** Apply what you read **
(1) Can you sum up the diet journal entry in two sentences?
(2) Could you write the next part of the diet journal entry, picking up after its final sentence?

** Text under study **
Start of Block

Wednesday, April 15, 2009

87 & 86 days to go - by a thread

I feel as if only by a fine thread am I still holding on to any motivation. Oh, I don't know....somewhere deep inside is the desire, the will, the motivation...but the daily confrontation of temptations seem to often win over common sense and good decisions.

I went 24 points OVER my daily max yesterday. Okay, so I took them out of my flex account....but 24 points. What does my body do with that exactly? I can only imagine that in one fell swoop like that it just collects and pools in my fat cells. I am tired of trying and tired of staying the same.

What am I talking about? I have lost 5 lbs. in the 2 weeks since I started this journey.

So, today on official day 86.....I have eaten 7 points and it's almost 7 pm. That's a luscious 17 points that I can still enjoy tonight with my salmon dinner and asparagus salad. That sounds just perfect.

I will cook again and throw myself into the delight of making a healthy and satsifying meal. I can do this. Can't I? Yes, I can. I can focus and pool my resources, my energy, my positivity and make this happen.

End of Block

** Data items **
Start of Block

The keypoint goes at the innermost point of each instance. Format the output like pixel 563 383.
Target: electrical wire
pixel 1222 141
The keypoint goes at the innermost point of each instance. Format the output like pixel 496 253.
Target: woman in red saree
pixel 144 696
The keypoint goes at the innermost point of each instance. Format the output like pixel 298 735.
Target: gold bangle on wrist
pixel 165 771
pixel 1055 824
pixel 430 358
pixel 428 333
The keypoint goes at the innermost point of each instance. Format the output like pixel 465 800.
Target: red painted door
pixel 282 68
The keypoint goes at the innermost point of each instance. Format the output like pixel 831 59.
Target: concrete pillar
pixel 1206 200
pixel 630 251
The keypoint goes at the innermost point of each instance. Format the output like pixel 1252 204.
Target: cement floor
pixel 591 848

End of Block

** Answers to the exercise **
(1) The writer feels motivation hanging by a thread after going 24 points over the daily max yesterday, covered by the flex account, yet has lost 5 lbs. in the 2 weeks since starting. On official day 86, with only 7 points eaten by almost 7 pm, the writer looks forward to a salmon dinner with asparagus salad and resolves to focus and make this happen.

(2)
Aahhhhhhhhh.....to dive into the fridge for those "good" ingredients and bypass the cheeses (a gift from my Grandma) and bypass the pumpkin pie (that M refuses to just finish already)....is going to be a challenge.

What can I do?

Have a goal...a mission...a directive.

I will drink a few glasses of water, go into the fridge having consulted the cookbook first, grab only what I need for the salmon/salad meal.

Commit to writing down EVERY point tonight. Do not go over the 17 I have left. Pack a healthy lunch for tomorrow.

That feels better.

86 days. Holy Cow (or I'd rather say sch-iz-nit....If I thought it was appropriate for the blog-o).